What does the Master CEO of a multi-channel direct marketing organization do every day? Here is a CEOs benchmark protocol that provides a start to answering that question. While many other responsibilities and functions exist for the contemporary CEO, if just these few, essential, foundation basics were covered we would have an industry filled with leadership and operational rainmakers. Here, then, is my protocol for evaluating a CEO 'out of the box.' For you who are CEOs, see how you are doing; for you who want to be CEOs, see what you have to know.

Finance

Big Picture. There is no doubt that finance has moved ahead of any other responsibility for today's CEO. This is reflected in the emerging consolidated ownership patterns, particularly where private equity groups and consolidation-driven corporations have taken ownership of direct marketing companies, such as the recent acquisition of Cornerstone Brands which was purchased by Home Shopping Network's parent company, IAC/Interactive Corp. Increasingly, these deals are driven by growth requirements rather than strategic need, as well as corporate valuations, and that is the realm of financial specialists who just happen to be working in the direct marketing arena. The fact that direct marketing continues to be attractive is, in great measure, because of the financial advantages multi-channel marketing has over other go-to-market strategies and the long-term projected growth for the direct, multi-channel industry. With better than average returns, the buzz globally revolves around the financial attractiveness of direct.
———
> _Direction_
In the text about the direct marketing CEO, who bought Cornerstone Brands?

> _Data excerpt_
———
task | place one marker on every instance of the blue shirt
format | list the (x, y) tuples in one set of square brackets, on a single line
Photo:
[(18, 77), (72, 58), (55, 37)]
———
> _Result of the exercise_
Home Shopping Network's parent company, IAC/Interactive Corp.